Excerpted passage:

Figure 9 shows comparisons between φ, φTBC, and τ distributions at midspan for two Tus. At each Tu, it is clear that τ < φ < φTBC because T’ > T > TTBC. The trends of φ, φTBC, and τ distributions are similar to one another. The maximum φ, φTBC, and τ are located at the same position, that is, at x/C = −0.45 on the PS. This is reasonable because it is the closest position to the coolant passage H5, where has the lowest inlet temperature and a relatively higher coolant flow rate, as seen in Table 4. With the increase in Tu, it is observed that φ, φTBC, and τ decrease due to the fact that T, TTBC, and T’ increase with Tu. Another observation is that the reductions of φ, φTBC, and τ with Tu are very small near the TE. The general trends of the characteristics of overall and TBC effectiveness distributions at different Tus are captured by the contours in Figure 10 and Figure 11. The contours indicate that at each Tu, the inclusion of TBC leads to the quantitative increment of overall cooling effectiveness by about 16% to 20%, and about 8% at the TE. The reduction of φTBC is lower than that of φ when Tu increases. The reason is that the presence of TBC mitigates the reduction of overall cooling effectiveness by significantly reducing TBC effectiveness on the external surface of the TBC.

Dataset records:
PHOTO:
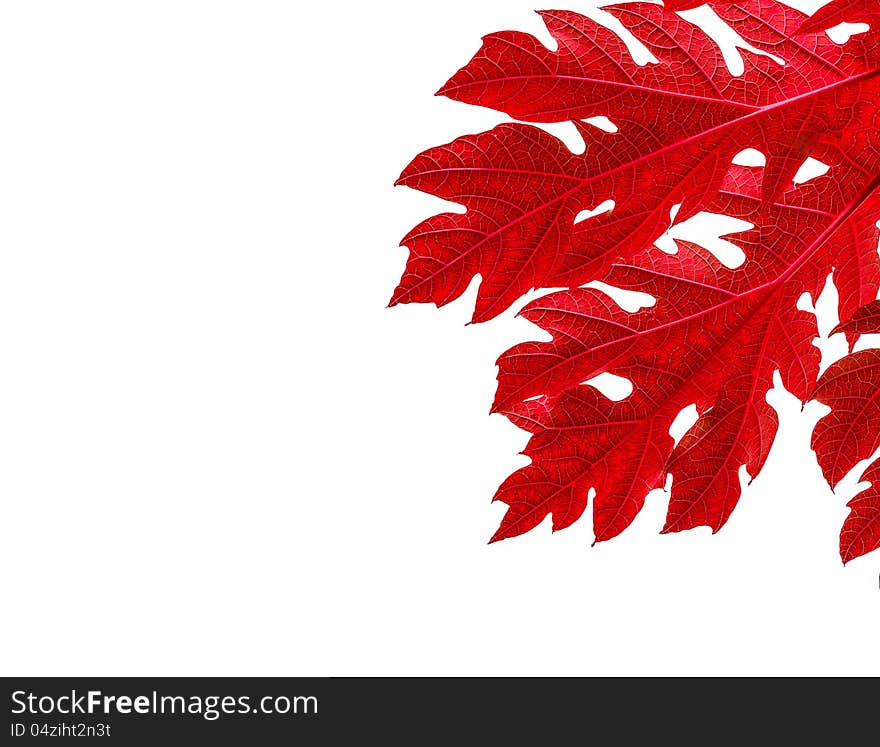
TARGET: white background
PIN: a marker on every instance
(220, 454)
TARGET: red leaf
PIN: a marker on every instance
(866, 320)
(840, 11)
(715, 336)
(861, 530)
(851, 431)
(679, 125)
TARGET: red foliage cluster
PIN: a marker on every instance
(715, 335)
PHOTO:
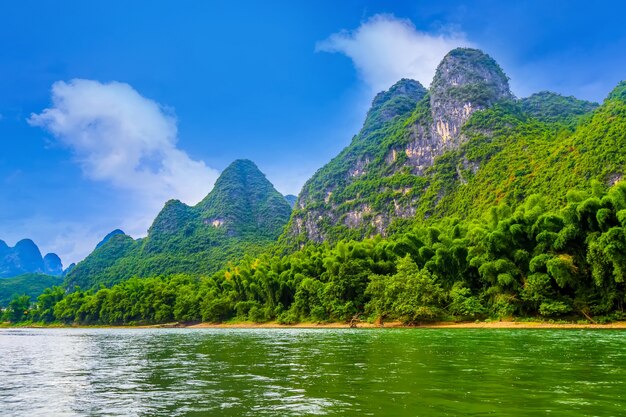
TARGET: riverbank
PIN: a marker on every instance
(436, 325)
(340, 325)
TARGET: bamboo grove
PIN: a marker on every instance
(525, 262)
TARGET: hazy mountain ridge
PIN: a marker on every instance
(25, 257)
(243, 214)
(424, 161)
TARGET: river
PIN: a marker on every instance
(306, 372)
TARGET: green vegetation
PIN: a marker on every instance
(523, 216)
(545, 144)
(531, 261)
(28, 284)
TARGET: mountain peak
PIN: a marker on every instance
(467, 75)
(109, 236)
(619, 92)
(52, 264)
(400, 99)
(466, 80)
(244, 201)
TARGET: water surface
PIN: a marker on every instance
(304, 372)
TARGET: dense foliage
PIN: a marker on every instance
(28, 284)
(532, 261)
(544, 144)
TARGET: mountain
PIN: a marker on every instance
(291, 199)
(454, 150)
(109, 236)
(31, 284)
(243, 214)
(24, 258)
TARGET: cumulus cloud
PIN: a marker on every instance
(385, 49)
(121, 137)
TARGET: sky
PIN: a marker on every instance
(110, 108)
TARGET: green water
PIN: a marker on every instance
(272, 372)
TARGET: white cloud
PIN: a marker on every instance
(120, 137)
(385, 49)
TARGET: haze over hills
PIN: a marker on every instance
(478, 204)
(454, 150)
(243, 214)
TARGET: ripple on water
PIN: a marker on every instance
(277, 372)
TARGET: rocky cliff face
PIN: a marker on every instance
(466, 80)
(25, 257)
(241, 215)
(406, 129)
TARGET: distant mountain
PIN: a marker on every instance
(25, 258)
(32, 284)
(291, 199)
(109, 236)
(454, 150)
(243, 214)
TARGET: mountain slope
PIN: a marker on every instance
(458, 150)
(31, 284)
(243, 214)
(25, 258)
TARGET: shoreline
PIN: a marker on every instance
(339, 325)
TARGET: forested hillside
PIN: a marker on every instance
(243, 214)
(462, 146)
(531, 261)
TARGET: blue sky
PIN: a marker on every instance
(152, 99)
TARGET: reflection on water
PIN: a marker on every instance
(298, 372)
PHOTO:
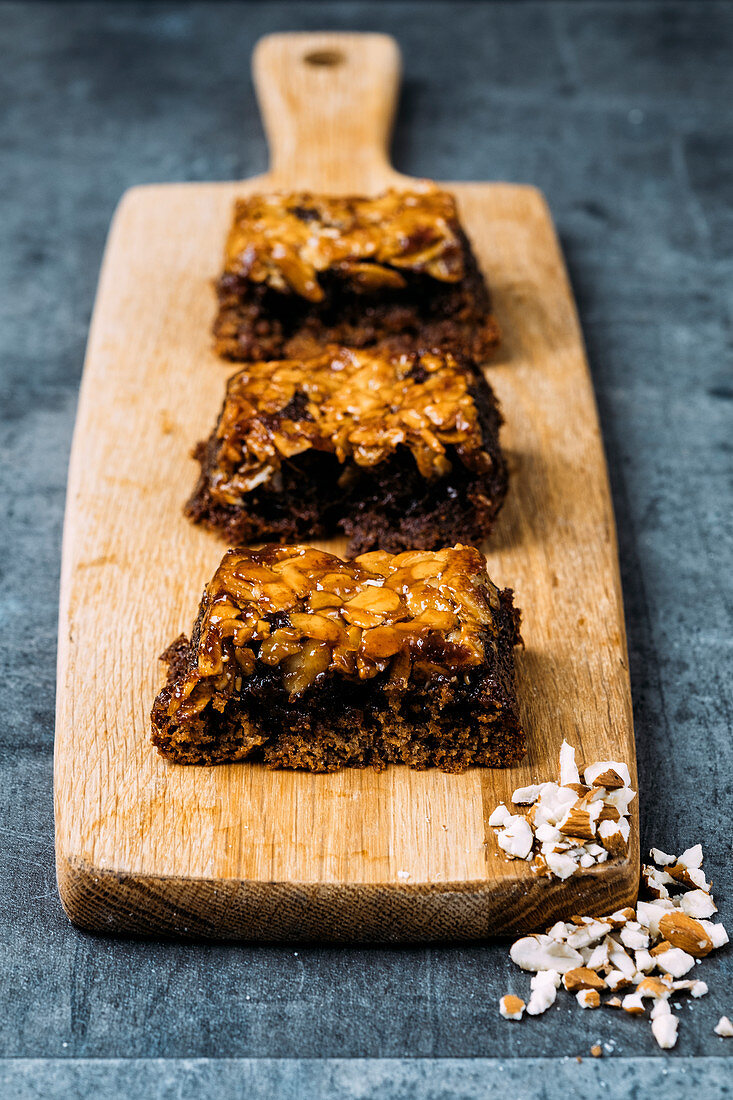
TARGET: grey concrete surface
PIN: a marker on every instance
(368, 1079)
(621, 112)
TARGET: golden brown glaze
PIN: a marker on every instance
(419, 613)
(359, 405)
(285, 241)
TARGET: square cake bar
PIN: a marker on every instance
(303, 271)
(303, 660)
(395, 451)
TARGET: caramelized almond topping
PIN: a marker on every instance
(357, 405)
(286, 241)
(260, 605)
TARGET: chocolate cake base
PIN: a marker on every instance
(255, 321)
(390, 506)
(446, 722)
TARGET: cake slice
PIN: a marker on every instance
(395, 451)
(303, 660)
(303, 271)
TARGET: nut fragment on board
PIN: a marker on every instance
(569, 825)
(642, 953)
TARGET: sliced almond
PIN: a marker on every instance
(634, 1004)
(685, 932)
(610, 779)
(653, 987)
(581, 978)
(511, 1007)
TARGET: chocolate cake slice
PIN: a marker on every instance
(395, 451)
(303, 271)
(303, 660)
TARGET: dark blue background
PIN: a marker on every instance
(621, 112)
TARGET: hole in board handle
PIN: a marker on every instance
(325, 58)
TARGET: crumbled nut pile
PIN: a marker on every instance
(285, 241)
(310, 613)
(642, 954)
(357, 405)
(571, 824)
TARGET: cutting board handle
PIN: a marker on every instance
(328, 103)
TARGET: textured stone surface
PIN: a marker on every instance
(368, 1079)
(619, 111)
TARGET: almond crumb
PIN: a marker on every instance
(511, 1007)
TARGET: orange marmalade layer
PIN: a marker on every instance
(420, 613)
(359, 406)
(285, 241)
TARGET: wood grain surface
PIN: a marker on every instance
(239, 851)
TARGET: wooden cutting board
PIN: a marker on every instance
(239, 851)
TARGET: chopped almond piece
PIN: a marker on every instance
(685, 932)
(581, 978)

...

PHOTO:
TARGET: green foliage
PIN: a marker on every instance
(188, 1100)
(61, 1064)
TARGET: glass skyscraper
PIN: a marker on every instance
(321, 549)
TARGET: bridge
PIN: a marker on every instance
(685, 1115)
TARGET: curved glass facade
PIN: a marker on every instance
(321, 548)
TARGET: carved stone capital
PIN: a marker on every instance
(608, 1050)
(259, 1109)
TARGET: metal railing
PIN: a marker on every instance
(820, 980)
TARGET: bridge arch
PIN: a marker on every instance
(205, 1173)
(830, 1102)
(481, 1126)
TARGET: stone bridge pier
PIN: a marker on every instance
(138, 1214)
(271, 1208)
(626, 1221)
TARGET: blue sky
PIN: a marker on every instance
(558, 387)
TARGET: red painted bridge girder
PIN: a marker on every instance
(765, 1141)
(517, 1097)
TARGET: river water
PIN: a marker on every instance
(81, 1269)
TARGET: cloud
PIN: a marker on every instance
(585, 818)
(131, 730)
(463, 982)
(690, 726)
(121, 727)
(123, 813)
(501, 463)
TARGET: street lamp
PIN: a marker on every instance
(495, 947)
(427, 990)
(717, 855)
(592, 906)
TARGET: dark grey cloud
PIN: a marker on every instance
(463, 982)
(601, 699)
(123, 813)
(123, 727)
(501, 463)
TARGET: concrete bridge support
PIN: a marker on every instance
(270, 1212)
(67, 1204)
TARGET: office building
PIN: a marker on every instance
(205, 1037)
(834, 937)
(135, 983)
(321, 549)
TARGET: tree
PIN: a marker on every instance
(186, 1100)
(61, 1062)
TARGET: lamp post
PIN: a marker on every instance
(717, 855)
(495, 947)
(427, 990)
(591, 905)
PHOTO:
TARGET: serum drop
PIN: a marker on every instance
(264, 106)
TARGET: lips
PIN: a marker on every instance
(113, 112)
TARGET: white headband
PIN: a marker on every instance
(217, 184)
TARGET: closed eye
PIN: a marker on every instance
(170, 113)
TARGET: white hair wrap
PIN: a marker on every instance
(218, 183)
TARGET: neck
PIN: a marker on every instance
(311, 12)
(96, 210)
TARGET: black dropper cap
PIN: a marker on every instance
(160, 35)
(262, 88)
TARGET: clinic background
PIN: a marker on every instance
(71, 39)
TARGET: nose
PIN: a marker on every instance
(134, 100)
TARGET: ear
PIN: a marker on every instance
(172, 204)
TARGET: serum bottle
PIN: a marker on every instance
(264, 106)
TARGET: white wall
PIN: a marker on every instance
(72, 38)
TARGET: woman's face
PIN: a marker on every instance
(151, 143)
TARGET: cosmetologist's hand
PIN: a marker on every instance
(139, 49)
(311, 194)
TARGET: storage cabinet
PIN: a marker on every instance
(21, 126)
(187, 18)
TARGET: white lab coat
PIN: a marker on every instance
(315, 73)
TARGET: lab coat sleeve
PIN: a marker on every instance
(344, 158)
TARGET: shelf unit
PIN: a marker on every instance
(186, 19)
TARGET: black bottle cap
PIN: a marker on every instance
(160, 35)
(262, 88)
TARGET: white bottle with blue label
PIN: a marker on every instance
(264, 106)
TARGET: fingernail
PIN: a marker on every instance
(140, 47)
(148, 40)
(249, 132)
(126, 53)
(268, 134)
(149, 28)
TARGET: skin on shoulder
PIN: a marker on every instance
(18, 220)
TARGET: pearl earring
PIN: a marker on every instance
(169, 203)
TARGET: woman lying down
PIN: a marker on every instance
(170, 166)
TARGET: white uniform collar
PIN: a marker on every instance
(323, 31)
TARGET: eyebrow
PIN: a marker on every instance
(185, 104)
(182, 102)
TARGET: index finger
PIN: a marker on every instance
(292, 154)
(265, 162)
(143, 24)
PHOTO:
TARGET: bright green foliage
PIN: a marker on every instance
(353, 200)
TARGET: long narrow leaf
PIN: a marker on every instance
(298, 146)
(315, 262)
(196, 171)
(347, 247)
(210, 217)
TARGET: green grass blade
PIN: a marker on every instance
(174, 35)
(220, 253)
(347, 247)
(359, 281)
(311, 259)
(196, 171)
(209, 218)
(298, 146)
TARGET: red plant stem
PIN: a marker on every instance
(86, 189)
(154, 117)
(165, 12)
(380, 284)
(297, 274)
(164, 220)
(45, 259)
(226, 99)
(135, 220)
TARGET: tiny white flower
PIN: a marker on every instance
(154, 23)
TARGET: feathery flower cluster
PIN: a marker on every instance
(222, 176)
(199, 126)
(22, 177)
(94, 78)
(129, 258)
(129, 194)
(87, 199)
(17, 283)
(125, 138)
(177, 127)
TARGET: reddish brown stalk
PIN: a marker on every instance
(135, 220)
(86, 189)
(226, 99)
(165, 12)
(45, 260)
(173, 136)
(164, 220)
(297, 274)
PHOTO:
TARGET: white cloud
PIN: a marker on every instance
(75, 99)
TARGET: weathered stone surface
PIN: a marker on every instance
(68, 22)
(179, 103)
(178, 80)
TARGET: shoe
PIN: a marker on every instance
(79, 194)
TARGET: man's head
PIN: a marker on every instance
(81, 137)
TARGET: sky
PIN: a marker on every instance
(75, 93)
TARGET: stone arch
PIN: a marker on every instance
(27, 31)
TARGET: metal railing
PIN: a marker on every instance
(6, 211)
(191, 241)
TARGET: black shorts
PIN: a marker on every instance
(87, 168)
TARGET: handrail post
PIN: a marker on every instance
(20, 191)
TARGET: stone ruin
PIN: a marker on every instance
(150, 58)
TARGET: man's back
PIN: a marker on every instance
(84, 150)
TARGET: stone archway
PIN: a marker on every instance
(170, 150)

Requirement:
Answer these questions from the cooling effectiveness passage:
1. At what position are the maximum φ, φTBC, and τ located?
2. Near what region are the reductions of φ, φTBC, and τ with Tu very small?
3. By about how much does including TBC increase overall cooling effectiveness at each Tu?
The material has no connection to the text.

The completed task:
1. At x/C = −0.45 on the PS.
2. Near the TE.
3. By about 16% to 20%, and by about 8% at the TE.